## REQUIREMENTS
Extract each line in the data that contains the word "truck".

## DATA PROVIDED
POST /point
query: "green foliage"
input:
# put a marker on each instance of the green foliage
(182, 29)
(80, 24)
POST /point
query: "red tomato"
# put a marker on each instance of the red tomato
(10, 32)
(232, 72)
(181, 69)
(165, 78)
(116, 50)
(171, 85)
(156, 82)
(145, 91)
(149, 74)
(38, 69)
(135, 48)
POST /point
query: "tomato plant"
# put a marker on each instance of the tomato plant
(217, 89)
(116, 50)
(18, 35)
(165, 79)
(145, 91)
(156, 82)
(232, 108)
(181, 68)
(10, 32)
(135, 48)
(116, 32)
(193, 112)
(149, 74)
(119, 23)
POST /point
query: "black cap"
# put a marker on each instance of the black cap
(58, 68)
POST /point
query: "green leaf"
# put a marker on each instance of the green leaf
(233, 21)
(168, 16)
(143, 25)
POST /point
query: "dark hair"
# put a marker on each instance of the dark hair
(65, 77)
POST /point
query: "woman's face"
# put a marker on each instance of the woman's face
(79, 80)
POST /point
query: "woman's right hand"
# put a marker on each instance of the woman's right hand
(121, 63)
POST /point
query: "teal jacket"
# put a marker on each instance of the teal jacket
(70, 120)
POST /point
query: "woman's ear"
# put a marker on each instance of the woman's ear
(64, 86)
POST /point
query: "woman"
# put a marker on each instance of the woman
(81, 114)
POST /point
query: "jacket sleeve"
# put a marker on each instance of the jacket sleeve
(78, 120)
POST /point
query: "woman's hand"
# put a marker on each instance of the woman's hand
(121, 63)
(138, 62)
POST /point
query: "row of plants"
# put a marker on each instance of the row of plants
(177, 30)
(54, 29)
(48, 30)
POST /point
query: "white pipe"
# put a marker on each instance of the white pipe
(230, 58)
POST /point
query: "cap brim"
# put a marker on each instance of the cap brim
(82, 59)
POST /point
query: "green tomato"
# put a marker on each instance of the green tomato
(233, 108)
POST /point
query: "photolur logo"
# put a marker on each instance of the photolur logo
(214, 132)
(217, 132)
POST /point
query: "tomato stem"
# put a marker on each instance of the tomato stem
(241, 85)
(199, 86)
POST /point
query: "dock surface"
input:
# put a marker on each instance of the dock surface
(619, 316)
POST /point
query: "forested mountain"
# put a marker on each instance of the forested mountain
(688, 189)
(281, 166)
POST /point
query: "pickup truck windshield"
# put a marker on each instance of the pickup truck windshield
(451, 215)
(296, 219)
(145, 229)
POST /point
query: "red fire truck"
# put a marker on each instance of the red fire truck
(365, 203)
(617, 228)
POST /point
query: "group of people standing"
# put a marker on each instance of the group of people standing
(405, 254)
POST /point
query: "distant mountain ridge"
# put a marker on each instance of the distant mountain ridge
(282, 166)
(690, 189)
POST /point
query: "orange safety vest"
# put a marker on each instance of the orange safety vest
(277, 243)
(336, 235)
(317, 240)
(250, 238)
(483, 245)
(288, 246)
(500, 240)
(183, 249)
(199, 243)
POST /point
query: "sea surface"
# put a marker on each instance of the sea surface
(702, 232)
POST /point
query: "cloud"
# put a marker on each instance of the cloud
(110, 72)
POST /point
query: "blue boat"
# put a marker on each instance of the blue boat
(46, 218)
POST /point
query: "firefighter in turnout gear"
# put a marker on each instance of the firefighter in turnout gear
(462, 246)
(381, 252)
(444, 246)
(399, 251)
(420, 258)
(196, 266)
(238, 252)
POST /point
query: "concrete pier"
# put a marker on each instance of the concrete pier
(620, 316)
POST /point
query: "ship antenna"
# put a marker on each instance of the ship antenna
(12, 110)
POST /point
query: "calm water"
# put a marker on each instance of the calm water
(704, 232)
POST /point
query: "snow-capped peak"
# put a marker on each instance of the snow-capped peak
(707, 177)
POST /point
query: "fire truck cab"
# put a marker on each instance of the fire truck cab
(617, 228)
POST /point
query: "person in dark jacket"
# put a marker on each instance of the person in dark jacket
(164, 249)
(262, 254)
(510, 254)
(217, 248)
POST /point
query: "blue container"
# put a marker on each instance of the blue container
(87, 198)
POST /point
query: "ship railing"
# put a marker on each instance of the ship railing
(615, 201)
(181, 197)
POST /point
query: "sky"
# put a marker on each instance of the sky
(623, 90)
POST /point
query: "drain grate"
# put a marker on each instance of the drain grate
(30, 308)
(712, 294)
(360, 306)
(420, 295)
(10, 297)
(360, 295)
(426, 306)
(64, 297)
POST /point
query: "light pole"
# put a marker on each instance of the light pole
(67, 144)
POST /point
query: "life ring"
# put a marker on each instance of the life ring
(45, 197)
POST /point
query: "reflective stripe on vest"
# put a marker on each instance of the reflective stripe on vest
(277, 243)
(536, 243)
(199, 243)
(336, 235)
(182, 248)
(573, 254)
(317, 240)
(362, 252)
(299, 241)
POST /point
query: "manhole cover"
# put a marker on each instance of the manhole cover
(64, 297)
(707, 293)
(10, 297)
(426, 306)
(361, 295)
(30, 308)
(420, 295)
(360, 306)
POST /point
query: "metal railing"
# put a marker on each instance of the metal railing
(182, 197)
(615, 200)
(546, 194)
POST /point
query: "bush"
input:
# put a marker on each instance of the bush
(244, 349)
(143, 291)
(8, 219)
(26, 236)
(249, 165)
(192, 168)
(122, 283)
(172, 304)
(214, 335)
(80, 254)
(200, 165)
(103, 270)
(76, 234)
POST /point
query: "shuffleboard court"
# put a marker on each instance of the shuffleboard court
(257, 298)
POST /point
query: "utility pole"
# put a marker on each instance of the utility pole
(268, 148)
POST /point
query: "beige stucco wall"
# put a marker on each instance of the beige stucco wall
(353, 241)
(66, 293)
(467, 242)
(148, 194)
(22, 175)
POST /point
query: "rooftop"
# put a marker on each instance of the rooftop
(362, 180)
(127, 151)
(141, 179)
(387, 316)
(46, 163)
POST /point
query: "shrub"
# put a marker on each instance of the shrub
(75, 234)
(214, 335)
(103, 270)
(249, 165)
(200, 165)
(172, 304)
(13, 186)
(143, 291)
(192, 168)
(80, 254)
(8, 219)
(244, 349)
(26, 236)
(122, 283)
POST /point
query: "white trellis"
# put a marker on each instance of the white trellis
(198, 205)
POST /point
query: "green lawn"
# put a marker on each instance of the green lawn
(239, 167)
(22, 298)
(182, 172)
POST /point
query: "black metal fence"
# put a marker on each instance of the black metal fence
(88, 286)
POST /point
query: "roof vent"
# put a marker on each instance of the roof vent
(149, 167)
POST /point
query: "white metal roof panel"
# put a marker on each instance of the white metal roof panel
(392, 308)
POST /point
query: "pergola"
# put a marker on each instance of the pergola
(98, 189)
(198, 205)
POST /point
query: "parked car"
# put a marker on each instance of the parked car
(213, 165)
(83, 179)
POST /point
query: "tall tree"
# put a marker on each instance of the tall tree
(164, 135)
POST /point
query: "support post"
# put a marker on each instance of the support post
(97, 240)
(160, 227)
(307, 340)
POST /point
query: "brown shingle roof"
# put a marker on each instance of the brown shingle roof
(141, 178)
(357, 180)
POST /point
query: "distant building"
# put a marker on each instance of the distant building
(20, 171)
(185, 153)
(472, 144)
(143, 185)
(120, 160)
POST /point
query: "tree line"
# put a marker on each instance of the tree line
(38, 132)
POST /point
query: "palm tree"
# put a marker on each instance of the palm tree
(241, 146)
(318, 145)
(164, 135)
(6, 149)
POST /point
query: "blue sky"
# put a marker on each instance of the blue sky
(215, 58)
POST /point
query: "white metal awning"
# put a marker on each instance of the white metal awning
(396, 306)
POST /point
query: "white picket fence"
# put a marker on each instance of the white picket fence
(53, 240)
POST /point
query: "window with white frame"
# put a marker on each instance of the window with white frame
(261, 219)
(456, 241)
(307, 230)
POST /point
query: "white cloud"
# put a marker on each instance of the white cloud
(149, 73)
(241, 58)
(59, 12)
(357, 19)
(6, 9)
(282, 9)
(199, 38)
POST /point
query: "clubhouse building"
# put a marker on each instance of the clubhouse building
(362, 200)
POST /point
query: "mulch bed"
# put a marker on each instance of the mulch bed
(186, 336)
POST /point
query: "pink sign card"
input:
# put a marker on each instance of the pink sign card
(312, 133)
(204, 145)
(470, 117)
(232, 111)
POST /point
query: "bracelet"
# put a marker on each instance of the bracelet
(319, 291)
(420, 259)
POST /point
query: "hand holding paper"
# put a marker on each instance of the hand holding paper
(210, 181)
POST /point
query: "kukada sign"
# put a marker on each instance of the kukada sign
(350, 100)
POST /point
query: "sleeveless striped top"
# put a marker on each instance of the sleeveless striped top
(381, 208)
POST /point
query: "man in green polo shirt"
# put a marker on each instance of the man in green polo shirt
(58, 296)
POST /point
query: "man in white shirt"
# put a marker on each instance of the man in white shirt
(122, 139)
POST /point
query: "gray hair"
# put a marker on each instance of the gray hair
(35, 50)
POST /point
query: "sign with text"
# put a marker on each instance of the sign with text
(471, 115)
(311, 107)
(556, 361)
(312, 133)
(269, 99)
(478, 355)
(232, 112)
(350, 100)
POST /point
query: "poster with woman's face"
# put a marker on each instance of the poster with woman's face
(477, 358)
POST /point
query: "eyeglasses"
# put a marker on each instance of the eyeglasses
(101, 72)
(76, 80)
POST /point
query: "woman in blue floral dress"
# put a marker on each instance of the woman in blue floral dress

## FINISHED TASK
query: "pickup truck windshield"
# put a marker on each instance of the pickup truck windshield
query: "red fire truck"
# put a marker on each instance of the red fire truck
query: "fire truck cab"
# put a marker on each instance of the fire truck cab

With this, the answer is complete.